--- start of Record list ---
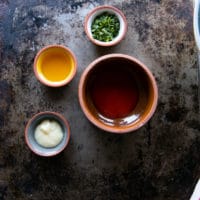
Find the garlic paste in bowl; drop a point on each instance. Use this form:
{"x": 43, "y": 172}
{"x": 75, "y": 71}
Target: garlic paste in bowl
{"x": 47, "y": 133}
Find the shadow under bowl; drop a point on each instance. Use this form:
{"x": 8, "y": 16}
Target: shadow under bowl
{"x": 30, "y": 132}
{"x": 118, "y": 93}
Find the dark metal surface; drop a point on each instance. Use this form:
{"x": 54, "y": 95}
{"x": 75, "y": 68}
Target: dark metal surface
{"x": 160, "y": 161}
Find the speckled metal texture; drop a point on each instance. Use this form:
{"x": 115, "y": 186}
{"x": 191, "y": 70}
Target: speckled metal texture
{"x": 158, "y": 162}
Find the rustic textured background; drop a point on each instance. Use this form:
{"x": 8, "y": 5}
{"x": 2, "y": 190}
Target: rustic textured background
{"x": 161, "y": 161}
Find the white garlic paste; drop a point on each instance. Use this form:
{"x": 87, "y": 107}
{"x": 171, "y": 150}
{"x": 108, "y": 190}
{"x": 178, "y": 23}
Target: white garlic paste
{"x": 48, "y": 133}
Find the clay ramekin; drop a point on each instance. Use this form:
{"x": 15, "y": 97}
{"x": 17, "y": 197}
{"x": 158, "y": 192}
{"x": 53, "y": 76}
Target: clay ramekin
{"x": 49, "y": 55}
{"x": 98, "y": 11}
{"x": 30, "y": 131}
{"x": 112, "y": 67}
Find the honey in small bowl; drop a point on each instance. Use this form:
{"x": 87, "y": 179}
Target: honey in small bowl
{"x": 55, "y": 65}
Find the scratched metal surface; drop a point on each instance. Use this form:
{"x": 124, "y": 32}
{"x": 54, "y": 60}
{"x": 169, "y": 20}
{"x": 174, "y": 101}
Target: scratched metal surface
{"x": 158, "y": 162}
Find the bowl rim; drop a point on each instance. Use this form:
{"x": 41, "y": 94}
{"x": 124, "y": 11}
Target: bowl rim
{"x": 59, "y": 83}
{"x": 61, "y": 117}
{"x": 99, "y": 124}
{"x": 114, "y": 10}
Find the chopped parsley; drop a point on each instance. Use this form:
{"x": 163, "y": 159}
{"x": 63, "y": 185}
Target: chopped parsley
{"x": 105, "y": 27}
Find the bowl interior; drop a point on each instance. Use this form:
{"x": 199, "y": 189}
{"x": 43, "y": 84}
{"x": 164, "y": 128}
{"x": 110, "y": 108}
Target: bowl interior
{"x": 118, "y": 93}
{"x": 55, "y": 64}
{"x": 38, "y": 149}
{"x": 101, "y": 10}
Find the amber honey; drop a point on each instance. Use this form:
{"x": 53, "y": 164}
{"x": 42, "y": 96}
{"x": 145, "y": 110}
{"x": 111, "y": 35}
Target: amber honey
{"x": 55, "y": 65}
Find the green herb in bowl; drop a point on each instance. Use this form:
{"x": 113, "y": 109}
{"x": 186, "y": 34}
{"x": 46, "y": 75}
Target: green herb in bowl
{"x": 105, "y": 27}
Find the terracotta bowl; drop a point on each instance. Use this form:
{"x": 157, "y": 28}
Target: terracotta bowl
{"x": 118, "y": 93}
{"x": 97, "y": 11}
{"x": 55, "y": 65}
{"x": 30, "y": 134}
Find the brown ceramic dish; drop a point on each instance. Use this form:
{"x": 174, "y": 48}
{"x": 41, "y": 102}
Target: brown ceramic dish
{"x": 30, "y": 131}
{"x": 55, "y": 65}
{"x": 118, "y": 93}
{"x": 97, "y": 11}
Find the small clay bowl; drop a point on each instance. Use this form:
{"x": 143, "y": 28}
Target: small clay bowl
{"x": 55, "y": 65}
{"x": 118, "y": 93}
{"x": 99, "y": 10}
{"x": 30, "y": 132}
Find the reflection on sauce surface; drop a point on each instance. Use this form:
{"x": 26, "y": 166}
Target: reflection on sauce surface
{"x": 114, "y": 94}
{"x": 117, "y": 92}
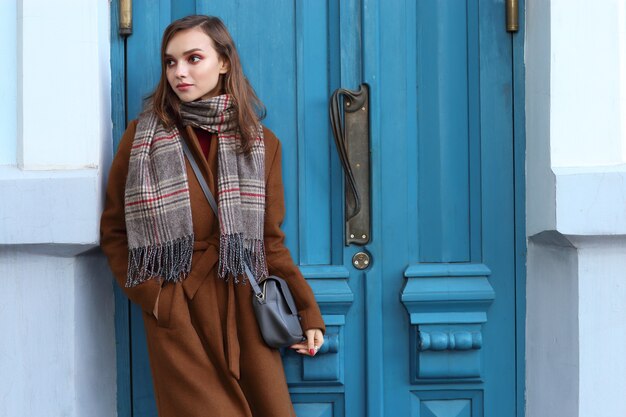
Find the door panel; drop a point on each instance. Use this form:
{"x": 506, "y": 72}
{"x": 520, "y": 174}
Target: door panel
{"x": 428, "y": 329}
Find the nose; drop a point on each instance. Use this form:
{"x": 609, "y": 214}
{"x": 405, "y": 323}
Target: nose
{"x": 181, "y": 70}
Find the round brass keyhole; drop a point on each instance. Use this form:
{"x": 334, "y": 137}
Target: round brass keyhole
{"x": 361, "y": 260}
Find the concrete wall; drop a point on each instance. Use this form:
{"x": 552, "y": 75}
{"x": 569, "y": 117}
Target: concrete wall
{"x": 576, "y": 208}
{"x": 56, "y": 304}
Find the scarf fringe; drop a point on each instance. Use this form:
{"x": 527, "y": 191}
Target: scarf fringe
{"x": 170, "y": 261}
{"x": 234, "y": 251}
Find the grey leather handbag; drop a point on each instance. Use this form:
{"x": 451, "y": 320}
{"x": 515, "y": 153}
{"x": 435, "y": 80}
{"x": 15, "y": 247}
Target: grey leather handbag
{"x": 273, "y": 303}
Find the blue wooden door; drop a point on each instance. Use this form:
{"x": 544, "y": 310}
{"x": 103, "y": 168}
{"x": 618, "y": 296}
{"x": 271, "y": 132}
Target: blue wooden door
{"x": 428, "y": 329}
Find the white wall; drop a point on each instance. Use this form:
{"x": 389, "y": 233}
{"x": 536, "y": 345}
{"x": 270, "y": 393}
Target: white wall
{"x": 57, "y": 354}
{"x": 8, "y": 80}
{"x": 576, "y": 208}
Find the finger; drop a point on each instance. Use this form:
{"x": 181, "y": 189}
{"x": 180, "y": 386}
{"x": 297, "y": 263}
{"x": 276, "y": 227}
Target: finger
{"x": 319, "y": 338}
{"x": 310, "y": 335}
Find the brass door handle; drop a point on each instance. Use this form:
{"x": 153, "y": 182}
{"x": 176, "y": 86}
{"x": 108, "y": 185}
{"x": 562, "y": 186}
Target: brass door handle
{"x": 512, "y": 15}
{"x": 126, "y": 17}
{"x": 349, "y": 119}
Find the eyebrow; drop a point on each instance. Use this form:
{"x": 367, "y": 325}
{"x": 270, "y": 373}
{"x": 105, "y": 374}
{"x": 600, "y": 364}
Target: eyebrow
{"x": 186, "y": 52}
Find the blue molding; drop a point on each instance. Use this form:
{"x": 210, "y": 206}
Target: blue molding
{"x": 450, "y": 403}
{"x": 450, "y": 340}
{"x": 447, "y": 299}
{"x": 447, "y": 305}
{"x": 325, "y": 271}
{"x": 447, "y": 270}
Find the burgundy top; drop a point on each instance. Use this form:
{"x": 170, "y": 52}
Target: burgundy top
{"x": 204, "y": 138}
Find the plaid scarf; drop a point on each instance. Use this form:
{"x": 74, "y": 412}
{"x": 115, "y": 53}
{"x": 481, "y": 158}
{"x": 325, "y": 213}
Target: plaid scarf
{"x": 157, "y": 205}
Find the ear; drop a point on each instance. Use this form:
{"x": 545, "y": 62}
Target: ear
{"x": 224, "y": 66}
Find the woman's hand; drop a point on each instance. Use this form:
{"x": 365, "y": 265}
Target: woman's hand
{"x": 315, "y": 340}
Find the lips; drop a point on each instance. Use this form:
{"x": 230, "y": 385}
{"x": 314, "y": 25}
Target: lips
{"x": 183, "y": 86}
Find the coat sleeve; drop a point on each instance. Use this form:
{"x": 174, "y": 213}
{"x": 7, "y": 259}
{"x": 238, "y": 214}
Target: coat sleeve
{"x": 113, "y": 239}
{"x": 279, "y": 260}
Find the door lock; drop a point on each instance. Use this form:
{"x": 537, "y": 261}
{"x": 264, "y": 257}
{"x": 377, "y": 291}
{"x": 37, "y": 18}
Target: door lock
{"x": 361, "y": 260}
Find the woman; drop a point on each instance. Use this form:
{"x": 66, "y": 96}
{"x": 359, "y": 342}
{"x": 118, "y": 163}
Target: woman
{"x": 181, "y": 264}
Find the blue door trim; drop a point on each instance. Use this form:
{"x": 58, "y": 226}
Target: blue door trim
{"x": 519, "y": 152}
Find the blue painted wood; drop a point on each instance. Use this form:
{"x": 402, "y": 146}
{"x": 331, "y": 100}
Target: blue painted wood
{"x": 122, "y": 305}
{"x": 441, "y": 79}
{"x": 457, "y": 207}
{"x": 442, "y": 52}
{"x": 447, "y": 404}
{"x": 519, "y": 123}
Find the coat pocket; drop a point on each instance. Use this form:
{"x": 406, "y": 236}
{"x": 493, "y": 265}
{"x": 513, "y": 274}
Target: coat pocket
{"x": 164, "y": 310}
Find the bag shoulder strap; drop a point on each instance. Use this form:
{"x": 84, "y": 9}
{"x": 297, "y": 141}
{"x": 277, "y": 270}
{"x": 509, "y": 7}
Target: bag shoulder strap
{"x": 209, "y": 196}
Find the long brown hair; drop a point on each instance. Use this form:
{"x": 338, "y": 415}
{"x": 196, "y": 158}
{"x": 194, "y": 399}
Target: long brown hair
--- end of Record list ---
Work to be completed
Each line from the one containing "Find the burgundy" to the final line of the entries above must be returned exactly, and no other line may appear.

Task result
Find the burgundy top; drop a point on each instance. Use this form:
{"x": 170, "y": 52}
Target: burgundy top
{"x": 204, "y": 138}
Find the plaid scarf; drop a point on each instance. Use this form:
{"x": 74, "y": 412}
{"x": 115, "y": 53}
{"x": 481, "y": 158}
{"x": 325, "y": 213}
Target: plaid scarf
{"x": 157, "y": 205}
Find the ear; drop a point on each instance. Use this form:
{"x": 545, "y": 62}
Target: ear
{"x": 224, "y": 66}
Find the woman's hand; drop a point on each instance. Use this form:
{"x": 365, "y": 265}
Target: woman's hand
{"x": 315, "y": 340}
Find the lips; drop a point on each instance. Use this form:
{"x": 230, "y": 385}
{"x": 314, "y": 25}
Target: lips
{"x": 183, "y": 86}
Find the coat sleeve; drop a point on each instance. Use this form:
{"x": 174, "y": 213}
{"x": 7, "y": 259}
{"x": 238, "y": 214}
Target: coat sleeve
{"x": 113, "y": 239}
{"x": 279, "y": 260}
Find the door lock; drop a point on each instance. Use this form:
{"x": 537, "y": 261}
{"x": 264, "y": 257}
{"x": 377, "y": 291}
{"x": 37, "y": 18}
Target: door lock
{"x": 361, "y": 260}
Find the woman; drop a point on each instance. Use this form:
{"x": 66, "y": 96}
{"x": 359, "y": 342}
{"x": 118, "y": 163}
Target: woman
{"x": 181, "y": 264}
Find the blue door trim; drop a point on each instance. Use this form:
{"x": 58, "y": 226}
Target: blue door trim
{"x": 519, "y": 152}
Find the blue painted wood; drop a point on each instance. Use this form:
{"x": 402, "y": 146}
{"x": 331, "y": 100}
Target: blue painted wood
{"x": 122, "y": 305}
{"x": 441, "y": 79}
{"x": 457, "y": 207}
{"x": 442, "y": 52}
{"x": 447, "y": 404}
{"x": 519, "y": 123}
Find the coat pocket; drop a point on each instance. Use this form:
{"x": 406, "y": 236}
{"x": 493, "y": 265}
{"x": 513, "y": 274}
Target: coat pocket
{"x": 164, "y": 310}
Find the bag shoulder strap; drop a point on each instance. Use this form:
{"x": 84, "y": 9}
{"x": 297, "y": 141}
{"x": 277, "y": 270}
{"x": 509, "y": 7}
Target: bag shoulder strap
{"x": 209, "y": 196}
Find the long brown hair; drop a point on each instance. Use this form:
{"x": 338, "y": 415}
{"x": 196, "y": 158}
{"x": 194, "y": 399}
Target: long brown hair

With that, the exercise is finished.